#### AIM:
Arrange the records from the line with "Where can you see the white lower" up to and including the line with "364], [283, 287]]" as a Markdown table with the columns Row and Line. Number each line and leave out blank lines.

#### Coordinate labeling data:

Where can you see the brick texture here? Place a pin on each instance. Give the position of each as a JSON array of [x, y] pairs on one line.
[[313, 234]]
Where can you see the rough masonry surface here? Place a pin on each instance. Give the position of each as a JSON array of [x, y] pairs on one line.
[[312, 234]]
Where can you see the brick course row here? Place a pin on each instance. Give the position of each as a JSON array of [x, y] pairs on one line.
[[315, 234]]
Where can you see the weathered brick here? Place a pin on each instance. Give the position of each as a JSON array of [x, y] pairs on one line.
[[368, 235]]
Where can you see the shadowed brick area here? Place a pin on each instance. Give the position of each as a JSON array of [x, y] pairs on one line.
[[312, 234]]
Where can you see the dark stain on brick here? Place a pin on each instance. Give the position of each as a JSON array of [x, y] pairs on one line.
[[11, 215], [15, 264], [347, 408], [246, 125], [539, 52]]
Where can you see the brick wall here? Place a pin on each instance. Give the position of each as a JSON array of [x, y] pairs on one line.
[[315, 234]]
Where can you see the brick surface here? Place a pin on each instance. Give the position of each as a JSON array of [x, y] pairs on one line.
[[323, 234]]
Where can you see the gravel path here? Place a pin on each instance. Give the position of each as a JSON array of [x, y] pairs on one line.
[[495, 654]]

...

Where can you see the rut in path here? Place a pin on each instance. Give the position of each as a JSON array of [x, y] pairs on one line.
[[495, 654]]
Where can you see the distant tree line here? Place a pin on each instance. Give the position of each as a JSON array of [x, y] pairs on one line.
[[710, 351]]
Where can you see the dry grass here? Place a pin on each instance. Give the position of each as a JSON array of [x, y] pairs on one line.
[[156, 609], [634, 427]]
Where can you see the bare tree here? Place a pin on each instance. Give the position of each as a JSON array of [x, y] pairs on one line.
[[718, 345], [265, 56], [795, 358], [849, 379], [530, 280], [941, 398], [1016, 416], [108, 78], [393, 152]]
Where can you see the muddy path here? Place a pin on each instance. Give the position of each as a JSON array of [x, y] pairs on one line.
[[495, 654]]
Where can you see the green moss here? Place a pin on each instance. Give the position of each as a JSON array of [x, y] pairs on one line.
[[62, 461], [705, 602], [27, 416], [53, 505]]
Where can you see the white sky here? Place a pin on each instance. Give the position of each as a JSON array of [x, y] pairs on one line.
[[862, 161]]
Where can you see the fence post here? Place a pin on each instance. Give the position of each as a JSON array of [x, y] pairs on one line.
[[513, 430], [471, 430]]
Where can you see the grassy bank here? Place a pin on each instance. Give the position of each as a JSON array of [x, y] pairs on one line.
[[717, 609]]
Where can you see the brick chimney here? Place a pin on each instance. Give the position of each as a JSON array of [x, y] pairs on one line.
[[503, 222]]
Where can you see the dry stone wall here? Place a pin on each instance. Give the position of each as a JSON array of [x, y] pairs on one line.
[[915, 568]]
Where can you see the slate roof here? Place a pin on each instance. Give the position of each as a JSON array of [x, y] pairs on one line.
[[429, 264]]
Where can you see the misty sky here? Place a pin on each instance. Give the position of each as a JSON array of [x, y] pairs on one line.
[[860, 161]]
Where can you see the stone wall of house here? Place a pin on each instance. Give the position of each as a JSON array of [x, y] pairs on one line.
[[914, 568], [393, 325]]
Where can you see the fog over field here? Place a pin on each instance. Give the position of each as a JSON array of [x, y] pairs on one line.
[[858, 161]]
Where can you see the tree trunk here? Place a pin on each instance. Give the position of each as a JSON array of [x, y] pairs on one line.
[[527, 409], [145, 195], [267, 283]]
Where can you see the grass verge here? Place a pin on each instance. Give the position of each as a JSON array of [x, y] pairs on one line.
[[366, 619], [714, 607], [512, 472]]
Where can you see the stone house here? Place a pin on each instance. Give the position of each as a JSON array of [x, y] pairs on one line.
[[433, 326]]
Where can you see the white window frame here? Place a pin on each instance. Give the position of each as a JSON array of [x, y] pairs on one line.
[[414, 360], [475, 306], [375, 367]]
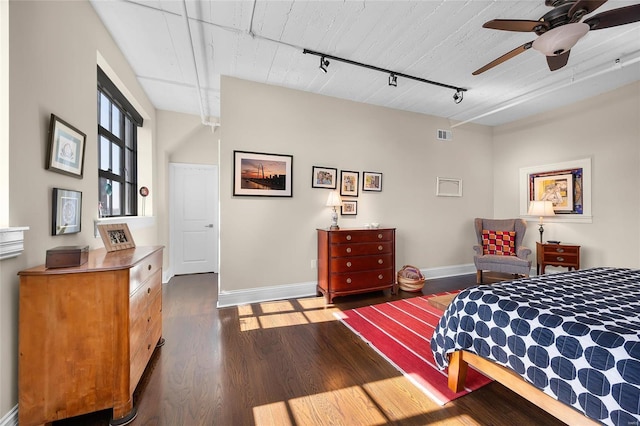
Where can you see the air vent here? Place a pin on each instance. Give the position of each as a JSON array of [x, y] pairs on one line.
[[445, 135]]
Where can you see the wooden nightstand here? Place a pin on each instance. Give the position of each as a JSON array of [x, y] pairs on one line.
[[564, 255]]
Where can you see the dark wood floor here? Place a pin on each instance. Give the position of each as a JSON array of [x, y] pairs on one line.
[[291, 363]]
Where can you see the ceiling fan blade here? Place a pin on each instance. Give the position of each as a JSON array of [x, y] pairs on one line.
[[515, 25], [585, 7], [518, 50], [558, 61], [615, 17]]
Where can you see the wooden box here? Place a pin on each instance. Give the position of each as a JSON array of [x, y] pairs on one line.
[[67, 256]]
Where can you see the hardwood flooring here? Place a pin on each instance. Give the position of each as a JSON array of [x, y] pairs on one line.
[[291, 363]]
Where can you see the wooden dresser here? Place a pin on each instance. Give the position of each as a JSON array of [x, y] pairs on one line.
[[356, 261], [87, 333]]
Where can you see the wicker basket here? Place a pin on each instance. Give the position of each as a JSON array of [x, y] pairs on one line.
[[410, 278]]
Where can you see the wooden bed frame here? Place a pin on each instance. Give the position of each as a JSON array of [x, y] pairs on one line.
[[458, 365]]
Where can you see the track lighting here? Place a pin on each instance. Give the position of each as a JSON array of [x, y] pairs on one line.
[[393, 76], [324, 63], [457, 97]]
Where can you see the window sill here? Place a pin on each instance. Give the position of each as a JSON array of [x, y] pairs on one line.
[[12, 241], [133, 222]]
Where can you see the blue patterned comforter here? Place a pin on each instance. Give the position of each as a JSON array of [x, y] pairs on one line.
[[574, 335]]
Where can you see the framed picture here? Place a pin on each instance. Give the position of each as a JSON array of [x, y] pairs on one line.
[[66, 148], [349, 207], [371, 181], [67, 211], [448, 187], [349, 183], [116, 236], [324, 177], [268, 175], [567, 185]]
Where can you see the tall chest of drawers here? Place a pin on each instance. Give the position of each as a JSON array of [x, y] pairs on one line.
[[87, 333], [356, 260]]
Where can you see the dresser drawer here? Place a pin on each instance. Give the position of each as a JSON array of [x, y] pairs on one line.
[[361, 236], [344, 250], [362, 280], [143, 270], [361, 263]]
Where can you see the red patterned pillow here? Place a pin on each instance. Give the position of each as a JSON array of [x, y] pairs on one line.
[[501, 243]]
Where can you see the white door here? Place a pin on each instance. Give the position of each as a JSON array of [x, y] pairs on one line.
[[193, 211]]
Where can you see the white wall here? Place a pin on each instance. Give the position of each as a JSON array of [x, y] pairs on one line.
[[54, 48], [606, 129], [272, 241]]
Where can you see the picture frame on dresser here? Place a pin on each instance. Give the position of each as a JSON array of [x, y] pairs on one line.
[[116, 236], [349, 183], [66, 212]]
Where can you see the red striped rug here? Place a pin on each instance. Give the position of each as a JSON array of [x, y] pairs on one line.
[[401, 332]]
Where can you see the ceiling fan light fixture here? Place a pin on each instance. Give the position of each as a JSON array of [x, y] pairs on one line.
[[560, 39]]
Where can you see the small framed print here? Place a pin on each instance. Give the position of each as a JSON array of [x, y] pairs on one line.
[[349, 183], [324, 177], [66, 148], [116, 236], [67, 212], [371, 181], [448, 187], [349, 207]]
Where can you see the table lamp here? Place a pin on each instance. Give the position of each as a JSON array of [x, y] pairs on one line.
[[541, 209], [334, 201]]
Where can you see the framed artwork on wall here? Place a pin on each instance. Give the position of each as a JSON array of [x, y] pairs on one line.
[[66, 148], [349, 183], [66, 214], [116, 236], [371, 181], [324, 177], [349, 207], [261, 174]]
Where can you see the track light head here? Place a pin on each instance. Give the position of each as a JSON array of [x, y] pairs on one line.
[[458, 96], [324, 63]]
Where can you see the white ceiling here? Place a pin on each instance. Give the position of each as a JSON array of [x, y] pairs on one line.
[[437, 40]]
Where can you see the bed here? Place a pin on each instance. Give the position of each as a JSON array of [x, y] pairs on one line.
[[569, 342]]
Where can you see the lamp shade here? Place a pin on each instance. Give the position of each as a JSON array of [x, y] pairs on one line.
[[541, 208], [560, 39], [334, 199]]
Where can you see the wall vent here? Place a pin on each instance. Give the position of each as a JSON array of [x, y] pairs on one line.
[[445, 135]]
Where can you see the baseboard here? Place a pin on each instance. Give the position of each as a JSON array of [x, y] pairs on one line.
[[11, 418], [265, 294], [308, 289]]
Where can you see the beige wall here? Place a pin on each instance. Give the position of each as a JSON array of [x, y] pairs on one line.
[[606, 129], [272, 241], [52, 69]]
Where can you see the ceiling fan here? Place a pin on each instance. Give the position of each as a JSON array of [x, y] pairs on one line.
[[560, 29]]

--

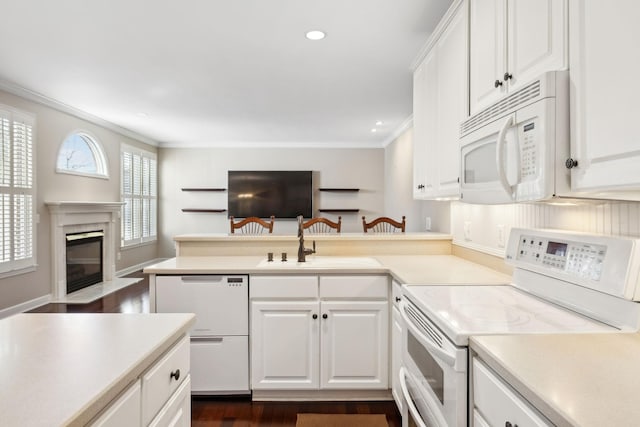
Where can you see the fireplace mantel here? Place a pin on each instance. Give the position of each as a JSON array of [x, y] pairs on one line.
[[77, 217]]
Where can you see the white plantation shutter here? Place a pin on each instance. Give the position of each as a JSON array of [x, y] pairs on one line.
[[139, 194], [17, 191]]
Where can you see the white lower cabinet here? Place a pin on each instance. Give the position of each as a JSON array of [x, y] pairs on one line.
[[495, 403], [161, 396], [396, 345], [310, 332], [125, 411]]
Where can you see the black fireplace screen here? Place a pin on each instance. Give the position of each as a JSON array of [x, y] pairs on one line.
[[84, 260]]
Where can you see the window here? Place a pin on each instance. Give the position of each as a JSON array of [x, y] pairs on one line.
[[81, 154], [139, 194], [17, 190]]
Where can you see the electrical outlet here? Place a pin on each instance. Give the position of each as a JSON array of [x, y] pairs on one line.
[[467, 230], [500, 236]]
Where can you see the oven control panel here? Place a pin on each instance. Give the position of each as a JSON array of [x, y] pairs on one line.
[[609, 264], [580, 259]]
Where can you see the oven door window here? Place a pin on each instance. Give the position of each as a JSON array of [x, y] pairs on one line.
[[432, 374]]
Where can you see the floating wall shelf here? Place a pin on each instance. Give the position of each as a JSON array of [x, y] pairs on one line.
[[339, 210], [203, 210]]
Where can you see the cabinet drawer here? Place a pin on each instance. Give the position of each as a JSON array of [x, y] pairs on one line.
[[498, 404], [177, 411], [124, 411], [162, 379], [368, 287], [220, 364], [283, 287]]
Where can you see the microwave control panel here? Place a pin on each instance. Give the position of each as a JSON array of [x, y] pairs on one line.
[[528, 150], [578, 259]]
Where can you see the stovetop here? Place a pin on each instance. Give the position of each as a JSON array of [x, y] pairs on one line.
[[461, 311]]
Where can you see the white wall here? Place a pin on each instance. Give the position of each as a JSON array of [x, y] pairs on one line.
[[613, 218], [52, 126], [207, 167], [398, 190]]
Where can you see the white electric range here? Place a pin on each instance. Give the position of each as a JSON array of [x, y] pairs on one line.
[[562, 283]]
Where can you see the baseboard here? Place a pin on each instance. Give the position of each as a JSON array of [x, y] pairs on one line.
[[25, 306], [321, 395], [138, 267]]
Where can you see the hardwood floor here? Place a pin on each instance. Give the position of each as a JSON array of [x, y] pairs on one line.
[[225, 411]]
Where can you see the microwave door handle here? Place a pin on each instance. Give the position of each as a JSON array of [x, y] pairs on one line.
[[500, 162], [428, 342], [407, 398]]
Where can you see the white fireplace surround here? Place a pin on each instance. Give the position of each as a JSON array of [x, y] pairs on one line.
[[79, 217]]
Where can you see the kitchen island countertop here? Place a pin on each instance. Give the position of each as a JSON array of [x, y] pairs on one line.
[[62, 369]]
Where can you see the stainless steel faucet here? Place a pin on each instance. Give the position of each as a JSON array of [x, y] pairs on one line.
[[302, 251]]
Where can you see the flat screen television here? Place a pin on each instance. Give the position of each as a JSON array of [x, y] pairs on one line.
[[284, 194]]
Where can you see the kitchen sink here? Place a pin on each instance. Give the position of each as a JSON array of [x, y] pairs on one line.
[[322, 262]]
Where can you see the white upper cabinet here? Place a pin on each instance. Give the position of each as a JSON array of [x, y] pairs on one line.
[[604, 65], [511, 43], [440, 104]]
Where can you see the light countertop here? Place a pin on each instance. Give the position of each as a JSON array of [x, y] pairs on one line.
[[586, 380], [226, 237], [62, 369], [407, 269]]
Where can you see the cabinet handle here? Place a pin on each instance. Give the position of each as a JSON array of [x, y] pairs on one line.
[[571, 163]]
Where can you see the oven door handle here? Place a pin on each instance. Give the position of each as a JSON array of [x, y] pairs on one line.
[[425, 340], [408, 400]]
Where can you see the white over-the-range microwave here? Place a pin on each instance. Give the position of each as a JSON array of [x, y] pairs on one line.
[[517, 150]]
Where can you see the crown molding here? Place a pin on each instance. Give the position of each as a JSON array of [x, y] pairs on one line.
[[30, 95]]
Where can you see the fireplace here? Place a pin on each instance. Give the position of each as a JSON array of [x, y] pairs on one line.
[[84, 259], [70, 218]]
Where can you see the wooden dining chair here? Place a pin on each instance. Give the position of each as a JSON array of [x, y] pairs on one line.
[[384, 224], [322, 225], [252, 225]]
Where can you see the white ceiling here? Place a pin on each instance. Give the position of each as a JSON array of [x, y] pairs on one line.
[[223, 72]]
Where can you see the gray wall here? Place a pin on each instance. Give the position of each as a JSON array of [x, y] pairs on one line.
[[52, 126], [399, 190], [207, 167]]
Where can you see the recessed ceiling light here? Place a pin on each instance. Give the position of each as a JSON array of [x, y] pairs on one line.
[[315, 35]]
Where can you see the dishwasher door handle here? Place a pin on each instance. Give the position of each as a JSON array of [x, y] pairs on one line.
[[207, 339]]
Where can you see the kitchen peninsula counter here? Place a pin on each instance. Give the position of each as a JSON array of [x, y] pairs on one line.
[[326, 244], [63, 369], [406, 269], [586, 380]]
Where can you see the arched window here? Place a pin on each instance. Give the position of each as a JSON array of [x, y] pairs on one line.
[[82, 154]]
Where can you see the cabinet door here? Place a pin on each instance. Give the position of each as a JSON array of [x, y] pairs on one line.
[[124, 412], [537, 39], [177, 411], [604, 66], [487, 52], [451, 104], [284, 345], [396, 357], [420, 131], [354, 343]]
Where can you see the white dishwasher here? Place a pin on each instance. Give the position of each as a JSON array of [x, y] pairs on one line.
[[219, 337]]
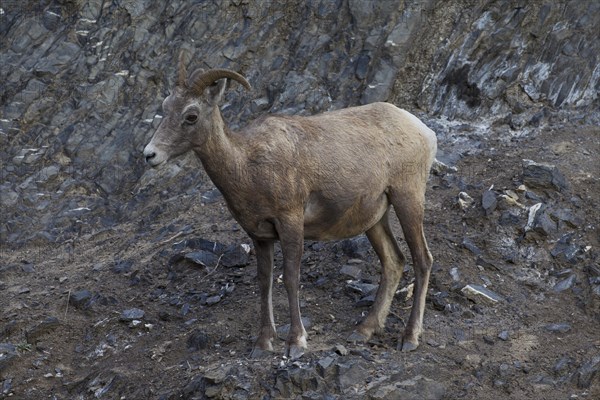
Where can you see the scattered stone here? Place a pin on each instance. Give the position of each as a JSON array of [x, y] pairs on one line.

#### PROBLEM SOLUTION:
| Row | Line |
|---|---|
| 1 | Where can you see the white lower cabinet here? Place a pin on each instance. Give the position of each as a JSON array of [x, y] pairs on one line. |
| 2 | [[495, 403], [161, 396], [396, 345], [310, 332], [125, 411]] |
| 3 | Where can you see the black fireplace screen here? Place a pin on each instance. Give the position of each as a JSON array of [x, y] pairs on one line. |
| 4 | [[84, 260]] |
| 5 | Where can you see the window here? Place a pin on each instance. Give the position of each as a JSON array of [x, y] pairs on one line. |
| 6 | [[81, 154], [139, 194], [17, 190]] |
| 7 | Where can you see the electrical outlet here? Place a pin on each instance. Give the position of each as a JSON array of [x, y] pairs on one line. |
| 8 | [[467, 230], [500, 236]] |
| 9 | Where can you see the oven control panel here? Place a pin on each instance. Give the position of each as a JSON array of [x, y] pairs on one line. |
| 10 | [[609, 264], [580, 259]] |
| 11 | Where can you see the oven door window here? Place a pin on each instance. Give the position of each as a JSON array of [x, y] pairs on one line. |
| 12 | [[432, 374]] |
| 13 | Where can you see the floating wall shelf here? Place a pin on each instance. Give the position of each as a JSON array of [x, y] pairs on one line. |
| 14 | [[339, 210], [203, 210]] |
| 15 | Where can you see the cabinet drawer here? Place a pin on each instance. Give the position of each as a JSON array of [x, y] pairs on one line. |
| 16 | [[498, 404], [177, 411], [124, 411], [162, 379], [368, 287], [220, 364], [283, 287]] |